A faithful, word-for-word copy of the data below is required, without pictures.
___ Records for the task ___
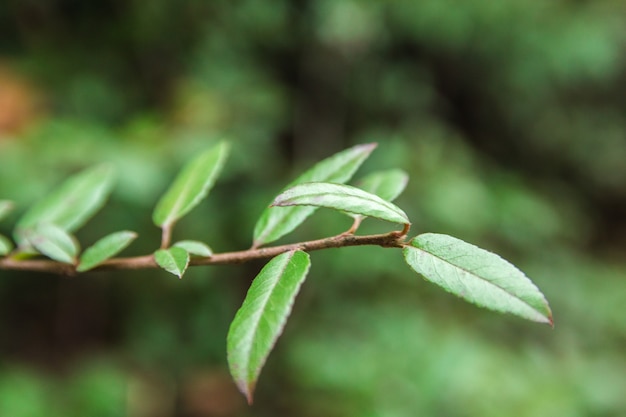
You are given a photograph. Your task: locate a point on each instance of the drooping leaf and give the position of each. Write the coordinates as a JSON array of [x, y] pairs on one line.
[[194, 247], [341, 197], [191, 185], [173, 260], [70, 205], [262, 317], [104, 249], [54, 242], [5, 207], [5, 245], [478, 276], [339, 168], [388, 184]]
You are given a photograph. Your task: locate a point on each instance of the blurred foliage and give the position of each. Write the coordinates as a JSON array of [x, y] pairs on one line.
[[508, 115]]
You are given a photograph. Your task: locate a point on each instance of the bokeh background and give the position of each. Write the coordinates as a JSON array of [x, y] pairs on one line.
[[509, 116]]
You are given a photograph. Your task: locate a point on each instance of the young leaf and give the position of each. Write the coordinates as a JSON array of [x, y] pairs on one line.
[[5, 245], [70, 205], [388, 184], [191, 186], [478, 276], [262, 317], [5, 207], [341, 197], [54, 242], [104, 249], [339, 168], [194, 247], [173, 260]]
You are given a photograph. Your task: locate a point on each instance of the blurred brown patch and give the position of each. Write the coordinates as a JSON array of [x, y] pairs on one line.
[[20, 102]]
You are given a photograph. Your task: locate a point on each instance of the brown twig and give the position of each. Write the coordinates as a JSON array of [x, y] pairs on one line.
[[386, 240]]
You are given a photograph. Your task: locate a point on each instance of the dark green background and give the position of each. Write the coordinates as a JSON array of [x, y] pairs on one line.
[[508, 115]]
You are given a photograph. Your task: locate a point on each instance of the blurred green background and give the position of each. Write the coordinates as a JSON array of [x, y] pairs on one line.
___
◆ **Output for this exercise**
You are given a photograph. Your task: locate a point on each instance of the drooping leaf and give the position of each. Write the coordinates as a JSON array of [x, y] pairs on one line.
[[194, 247], [341, 197], [191, 185], [173, 260], [70, 205], [262, 317], [104, 249], [54, 242], [5, 207], [5, 245], [478, 276], [339, 168], [388, 184]]
You are given a photograph. Your task: locate a point on each instance of the blurred foliage and give the position of each. Write the coordinates as a JSON array of [x, y] pairs on one line.
[[508, 115]]
You are given a photograph. Your task: locate a point on each instance of the bokeh background and give the position of each. Write the coordinates as a JSON array of [x, y] pairs on one line.
[[509, 116]]
You are given a photograph. Your task: locate a point on each instance of the young leaf and give the position of each. Write the coordinates as a JSON array of [x, y] pairs on one line.
[[5, 245], [70, 205], [388, 184], [191, 186], [478, 276], [262, 317], [5, 207], [341, 197], [54, 242], [104, 249], [339, 168], [194, 247], [173, 260]]
You are given a photograph. Your task: locate a point on each instance of the blurred brown patch and give the position of each. Write the coordinates as a JSON array of [x, y] pairs on one line.
[[20, 102]]
You are given a photograph. Your task: locate a point on each instance of the brown twig and give the position of each. Write the coordinates as a JSON array of [x, y] pairs on one line.
[[386, 240]]
You are given a photograph. Your task: locate a point on each instance of the dark green background and give the position of each. Write the coordinates as a JSON array of [x, y] pairs on one line.
[[508, 115]]
You are given a photograph. Your task: locate a point on each instance of the blurred green background and give the position of each. Write the coordinates as a JSON array of [x, y] pairs on one line.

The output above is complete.